> [To be done] Exactly as written, print each record in the listing.
___ Task inputs ___
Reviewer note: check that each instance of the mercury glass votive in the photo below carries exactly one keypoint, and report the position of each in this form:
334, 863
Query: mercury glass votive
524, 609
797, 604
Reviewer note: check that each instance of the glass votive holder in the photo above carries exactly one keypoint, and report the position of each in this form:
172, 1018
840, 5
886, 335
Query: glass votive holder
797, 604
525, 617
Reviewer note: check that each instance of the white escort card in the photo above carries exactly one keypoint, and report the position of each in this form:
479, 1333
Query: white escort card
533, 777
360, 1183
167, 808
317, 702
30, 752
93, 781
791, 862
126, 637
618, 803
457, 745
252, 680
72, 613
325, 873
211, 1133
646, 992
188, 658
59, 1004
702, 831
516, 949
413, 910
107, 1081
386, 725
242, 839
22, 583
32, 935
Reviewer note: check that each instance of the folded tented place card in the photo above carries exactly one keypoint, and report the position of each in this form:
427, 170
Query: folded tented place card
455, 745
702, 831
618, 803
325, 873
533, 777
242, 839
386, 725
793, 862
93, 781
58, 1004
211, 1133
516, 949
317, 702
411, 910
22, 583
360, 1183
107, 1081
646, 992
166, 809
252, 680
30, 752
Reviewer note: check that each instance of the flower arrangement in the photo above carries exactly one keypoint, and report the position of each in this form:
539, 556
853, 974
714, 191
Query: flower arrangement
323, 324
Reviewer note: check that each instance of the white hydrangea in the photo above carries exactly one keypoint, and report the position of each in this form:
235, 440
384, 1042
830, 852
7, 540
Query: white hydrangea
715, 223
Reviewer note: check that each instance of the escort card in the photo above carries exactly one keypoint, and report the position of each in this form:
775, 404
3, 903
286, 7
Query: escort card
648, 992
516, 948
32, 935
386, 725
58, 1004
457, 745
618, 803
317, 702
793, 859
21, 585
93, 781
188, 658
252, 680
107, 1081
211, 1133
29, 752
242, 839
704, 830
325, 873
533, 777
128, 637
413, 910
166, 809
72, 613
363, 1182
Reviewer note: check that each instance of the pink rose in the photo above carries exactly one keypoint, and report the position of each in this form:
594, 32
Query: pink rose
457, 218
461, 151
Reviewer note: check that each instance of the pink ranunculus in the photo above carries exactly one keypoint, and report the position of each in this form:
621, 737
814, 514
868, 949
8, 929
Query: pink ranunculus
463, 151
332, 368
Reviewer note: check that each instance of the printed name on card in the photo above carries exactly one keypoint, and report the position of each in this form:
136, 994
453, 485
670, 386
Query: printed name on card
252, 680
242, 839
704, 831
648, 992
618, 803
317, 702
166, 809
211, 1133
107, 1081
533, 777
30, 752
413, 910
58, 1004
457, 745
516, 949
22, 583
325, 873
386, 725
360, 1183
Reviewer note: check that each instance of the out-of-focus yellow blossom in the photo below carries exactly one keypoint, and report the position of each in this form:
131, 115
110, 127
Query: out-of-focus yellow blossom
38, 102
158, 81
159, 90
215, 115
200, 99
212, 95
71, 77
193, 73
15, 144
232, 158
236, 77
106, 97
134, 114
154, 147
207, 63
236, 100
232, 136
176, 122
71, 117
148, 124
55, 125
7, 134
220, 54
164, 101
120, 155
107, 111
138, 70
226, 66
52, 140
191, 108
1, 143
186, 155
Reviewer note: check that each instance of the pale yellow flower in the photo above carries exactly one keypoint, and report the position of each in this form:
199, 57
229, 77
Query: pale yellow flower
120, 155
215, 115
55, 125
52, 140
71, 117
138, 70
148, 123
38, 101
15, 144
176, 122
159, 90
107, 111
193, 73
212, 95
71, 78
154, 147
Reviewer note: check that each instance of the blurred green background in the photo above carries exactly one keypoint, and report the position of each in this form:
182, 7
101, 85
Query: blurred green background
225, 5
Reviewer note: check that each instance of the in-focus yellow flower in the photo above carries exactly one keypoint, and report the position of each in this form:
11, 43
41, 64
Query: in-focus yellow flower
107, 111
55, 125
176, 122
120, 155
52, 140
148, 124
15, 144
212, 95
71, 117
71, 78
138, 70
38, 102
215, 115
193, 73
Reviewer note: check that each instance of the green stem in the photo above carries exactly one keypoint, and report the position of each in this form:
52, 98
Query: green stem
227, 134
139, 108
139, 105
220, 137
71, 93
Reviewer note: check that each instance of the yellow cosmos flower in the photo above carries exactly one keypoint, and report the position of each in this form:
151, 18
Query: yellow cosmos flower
___
> [Solution to the problem]
Reviewer note: check that each instance of the mercury glass votive in the photo below carries exactly one keypoint, and report the position of each in this form:
334, 863
Query: mercury glass votive
524, 609
797, 604
Reviewer note: check that each instance of the glass votive holder in the photo above carries exactly one keypoint, and report the position of each in this form:
172, 1018
840, 5
886, 335
Query: glass votive holder
797, 604
525, 617
Reviewer note: check that each instance of the white escort card in the photo above carries exactly one keypoint, and report the position of each in this form:
479, 1333
Query: white escort card
533, 777
360, 1183
167, 808
317, 702
30, 752
93, 781
791, 862
126, 637
618, 803
457, 745
252, 680
72, 613
325, 873
211, 1133
646, 992
188, 658
59, 1004
702, 831
516, 949
413, 910
107, 1081
386, 725
242, 839
22, 583
32, 935
Reviewer note: check that each instance of the folded tented place card in the photo above carries exactly one keypoint, and report the position of each in this form:
427, 170
Query: folded tented place card
455, 745
702, 831
618, 803
325, 873
533, 777
242, 839
386, 725
793, 862
93, 781
58, 1004
211, 1133
516, 949
317, 702
411, 910
22, 583
360, 1183
107, 1081
646, 992
166, 809
252, 680
30, 752
Reviewer note: check that each instance of the flower arrangement in the photo above carries exactly one keypoint, and report the position of each in this form:
539, 556
853, 974
714, 191
Query: flower arrangement
323, 324
Reviewer note: check that each instance of the white hydrangea in the photo above carries exactly one keypoint, and report the position of each in this form:
235, 440
384, 1042
830, 852
7, 540
Query: white hydrangea
715, 223
Reviewer note: check that each instance of the escort card in the photo above carries exactly one keypoint, and report the position of each in this form:
775, 404
3, 903
286, 7
Query: escort card
648, 992
516, 948
32, 935
386, 725
58, 1004
457, 745
618, 803
317, 702
793, 859
21, 585
93, 781
188, 658
252, 680
107, 1081
211, 1133
29, 752
242, 839
704, 830
325, 873
533, 777
128, 637
413, 910
166, 809
72, 613
363, 1182
Reviewer note: check that each instance of the pink rose in the photo above carries exactly one keypoint, and report the position of each in this form:
594, 32
Query: pink rose
457, 218
461, 151
Reviewer note: check that each instance of the pink ranunculus in the photo above carries exactly one keypoint, and report the position of each in this form:
621, 737
814, 514
868, 949
8, 929
Query: pink ranunculus
463, 151
332, 368
Reviewer note: check that each instance of the printed name on card in the photo above carries exactly one keypoint, and report the position of each in this form:
136, 994
453, 485
670, 386
Query: printed name on card
252, 680
242, 839
704, 831
648, 992
618, 803
317, 702
166, 809
211, 1133
107, 1081
533, 777
30, 752
413, 910
58, 1004
457, 745
516, 949
22, 583
325, 873
386, 725
360, 1183
Reviewer note: check that each instance of the out-of-focus yellow blossom in the photo below carries exactly one keypoint, and report the position of each in this form:
131, 115
110, 127
Query: out-of-focus yellow blossom
38, 102
158, 81
159, 90
215, 115
200, 99
212, 95
71, 77
193, 73
15, 144
232, 158
236, 77
106, 97
134, 114
154, 147
207, 63
236, 100
232, 136
176, 122
71, 117
148, 124
55, 125
7, 134
220, 54
164, 101
120, 155
107, 111
138, 70
226, 66
52, 140
191, 108
1, 143
186, 155
Reviewer note: check that each instance of the pale yellow flower in the photo above carries exactly one keypoint, and report the position of each in this form:
199, 57
229, 77
Query: pale yellow flower
120, 155
215, 115
55, 125
52, 140
71, 117
138, 70
148, 123
38, 101
15, 144
176, 122
159, 90
107, 111
193, 73
212, 95
71, 78
154, 147
Reviewer note: check that each instance of the blurred green background in the photo above carries exactly one keypoint, and report the position of each in this form:
182, 7
101, 85
Query: blurred green background
225, 5
Reviewer note: check that each instance of the in-focus yellow flower in the photo above carries exactly one keypoint, and report the position of each in this form:
11, 43
41, 64
Query: in-focus yellow flower
107, 111
55, 125
176, 122
120, 155
52, 140
148, 124
15, 144
212, 95
71, 117
71, 78
138, 70
38, 102
215, 115
193, 73
Reviewer note: check that each instance of the green stem in the photo above carries exactly one keypoint, and report the position of each in this form:
52, 98
Query: green stem
227, 134
139, 108
139, 105
220, 137
71, 93
Reviewer note: check that each instance of the yellow cosmos flower in the photo above carries exactly one keypoint, and report the position of each in this form:
151, 18
Query: yellow cosmos flower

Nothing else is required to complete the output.